Consider you're bidding for ad space, and someone else places a higher bid. It's essential to know about this new bid immediately. This is where event listening helps: it can notify you about the latest bid in real-time, keeping you updated on the bidding activity.

The following code sets up an event listener:

useEffect(() => {
   const setupEventListener = async () => {
     if (typeof window.ethereum !== "undefined") {
       const provider = new ethers.BrowserProvider(window.ethereum);
       const contract = new ethers.Contract(contractAddress, abi, provider);
       contract.on(
         "MessageUpdated",
         (newMessage, newAdvertiser, newAmount, event) => {
           // Update your state variables here
           setCurrentAd(newMessage);
           setCurrentBid(ethers.formatEther(newAmount));
           setAdvertiser(newAdvertiser);
         }
       );
       // contract.getEvent
       console.log("Provider:", provider); // Debug line
     } else {
       console.error("Ethereum provider is not available");
     }
   };

   setupEventListener();

   // Cleanup the event listener
   return () => {
     if (typeof window.ethereum !== "undefined") {
       const provider = new ethers.BrowserProvider(window.ethereum);
       const contract = new ethers.Contract(contractAddress, abi, provider);
       contract.removeAllListeners("MessageUpdated");
     }
   };
 }, []);

This above code sets up an event listener using the useEffect hook to listen for the MessageUpdated event emitted by the smart contract whenever the advertisement message is updated.

When such an event is detected, it updates the state variables currentAd, currentBid, and advertiser with the new message, advertiser, and bid amount, respectively. This ensures that the displayed data on the web app remains synchronized with the blockchain.

Lastly, it provides a cleanup function to remove the event listener, preventing potential memory leaks when the component is unmounted or re-rendered.

Code The UI

That’s it, we’re done with the on-chain functionalities, now let’s build UIs to test them out. How you choose to build your UI is entirely up to you, for our project, we’re just going to add the following JSX to our App.js code:

<div className="app">
     {/* Landing Section */}
     <section className="landing">
       <h1>BidBoard</h1>
       <p>Status: {status}</p>
     </section>

     <div className="container">
       {/* Bid Section */}
       <section className="bid-section">
         <input
           type="text"

Collected data entries
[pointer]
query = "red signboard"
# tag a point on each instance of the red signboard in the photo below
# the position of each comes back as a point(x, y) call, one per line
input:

---

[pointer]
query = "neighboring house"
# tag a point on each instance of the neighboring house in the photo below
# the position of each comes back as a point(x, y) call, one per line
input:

==

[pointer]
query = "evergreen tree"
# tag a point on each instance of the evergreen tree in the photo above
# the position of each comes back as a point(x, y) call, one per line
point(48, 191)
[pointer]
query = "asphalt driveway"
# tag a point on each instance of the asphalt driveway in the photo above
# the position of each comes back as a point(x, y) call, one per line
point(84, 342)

Directions for this task:
In the passage on event listening, what does the cleanup function prevent?

Right answer:
It prevents potential memory leaks when the component is unmounted or re-rendered.